El tema lo pondera Andrés Amorós (Valencia, 1941) en su libro Tócala otra vez, Sam cuando nos recuerda que suena en la comedia de Billy Wilder Bésame, tonto y viene muy a cuento, porque el volumen no deja de ser una larga explicación, con multitud de ejemplos, de por qué tantas escenas inolvidables de la historia del cine lo son en buena medida gracias a la música que las acompaña. Puede haber gran cine sin una nota musical como puede haber tostadas ricas sin huevo escalfado pero Amorós ha optado por demostrarnos que partituras y fotogramas cuando son buenos no suman sino que multiplican.
Melómano y cinéfilo de amplio y variado bagaje cultural, seguro que el profesor Amorós podría asimismo encontrar en el Séptimo Arte abundantes muestras de lo contrario: de películas con canciones que no aportan nada a la trama y fondos sonoros que ni complementan ni ensalzan sino que subrayan sin cesar y acaban por ahogar incluso las mejores historias.
Pero Amorós ha jugado sobre seguro escribiendo un libro que invita a la escucha, proporcionando ejemplos de sinergias gloriosas: ya sea en el empleo atinado de piezas clásicas como el adagietto de la quinta sinfonía de Gustav Mahler en Muerte en Venecia, el Así habló Zaratustra de Richard Strauss en 2001, una odisea del espacio o –por qué no– La danza del sable de Aram Jachaturian en Un, dos, tres; ya sea poniendo el foco en piezas que funcionarían solas en una sala de conciertos pero imposibles de escuchar sin que te asalten las escenas del largometraje para la cual fueron compuestas, caso de cualquiera de las músicas que hizo Ennio Morricone para Sergio Leone o las que hizo Henry Mancini para Blake Edwards (Desayuno con diamantes) o Stanley Donen (Charada, Dos en la carretera).
A veces se dan ambas cosas en una misma película: así cuesta no viajar mentalmente a África cada vez que oímos el adagio del concierto para clarinete de Mozart o al escuchar cualquier extracto de lo que hizo John Barry para Memorias de África de Sydney Pollack.

Conjunto de datos
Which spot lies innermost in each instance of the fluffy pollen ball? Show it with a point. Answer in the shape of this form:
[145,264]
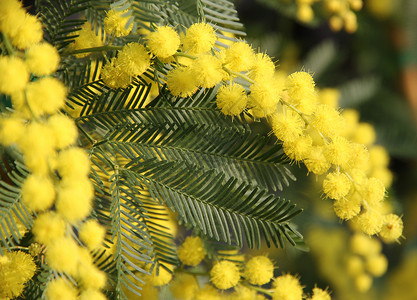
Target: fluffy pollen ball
[164,42]
[259,270]
[231,99]
[336,185]
[191,252]
[225,275]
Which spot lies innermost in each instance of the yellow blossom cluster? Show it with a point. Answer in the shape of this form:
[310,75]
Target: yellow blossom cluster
[16,268]
[58,188]
[307,121]
[365,261]
[343,14]
[132,60]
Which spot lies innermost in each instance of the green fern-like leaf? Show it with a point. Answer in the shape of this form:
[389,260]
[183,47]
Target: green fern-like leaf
[15,218]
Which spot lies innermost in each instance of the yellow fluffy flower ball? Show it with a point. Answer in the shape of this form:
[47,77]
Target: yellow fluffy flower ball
[300,85]
[38,192]
[11,130]
[239,57]
[299,148]
[370,221]
[287,126]
[208,70]
[185,286]
[115,23]
[74,199]
[379,156]
[164,42]
[91,277]
[48,227]
[287,287]
[347,208]
[392,228]
[329,96]
[160,277]
[319,294]
[60,289]
[199,38]
[62,255]
[376,264]
[316,161]
[14,75]
[364,245]
[225,275]
[373,191]
[42,59]
[363,282]
[263,67]
[191,252]
[263,98]
[11,14]
[232,99]
[305,13]
[336,185]
[46,95]
[208,293]
[92,234]
[182,82]
[259,270]
[134,59]
[63,129]
[16,268]
[327,120]
[339,152]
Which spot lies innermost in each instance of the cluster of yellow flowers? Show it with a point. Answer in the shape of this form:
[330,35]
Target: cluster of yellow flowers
[244,278]
[57,189]
[342,13]
[365,260]
[312,132]
[16,268]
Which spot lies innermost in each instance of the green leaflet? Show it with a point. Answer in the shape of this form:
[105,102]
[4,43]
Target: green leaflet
[14,216]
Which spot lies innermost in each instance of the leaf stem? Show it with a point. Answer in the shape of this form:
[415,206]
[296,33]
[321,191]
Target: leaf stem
[93,49]
[258,289]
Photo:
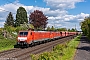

Ejercicio
Cite literalmente el tramo del fragmento sobre la música en el cine que va desde "El tema lo pondera" hasta "sino que multiplican.". Los registros no guardan relación alguna con el fragmento.

Resultado del ejercicio
El tema lo pondera Andrés Amorós (Valencia, 1941) en su libro Tócala otra vez, Sam cuando nos recuerda que suena en la comedia de Billy Wilder Bésame, tonto y viene muy a cuento, porque el volumen no deja de ser una larga explicación, con multitud de ejemplos, de por qué tantas escenas inolvidables de la historia del cine lo son en buena medida gracias a la música que las acompaña. Puede haber gran cine sin una nota musical como puede haber tostadas ricas sin huevo escalfado pero Amorós ha optado por demostrarnos que partituras y fotogramas cuando son buenos no suman sino que multiplican.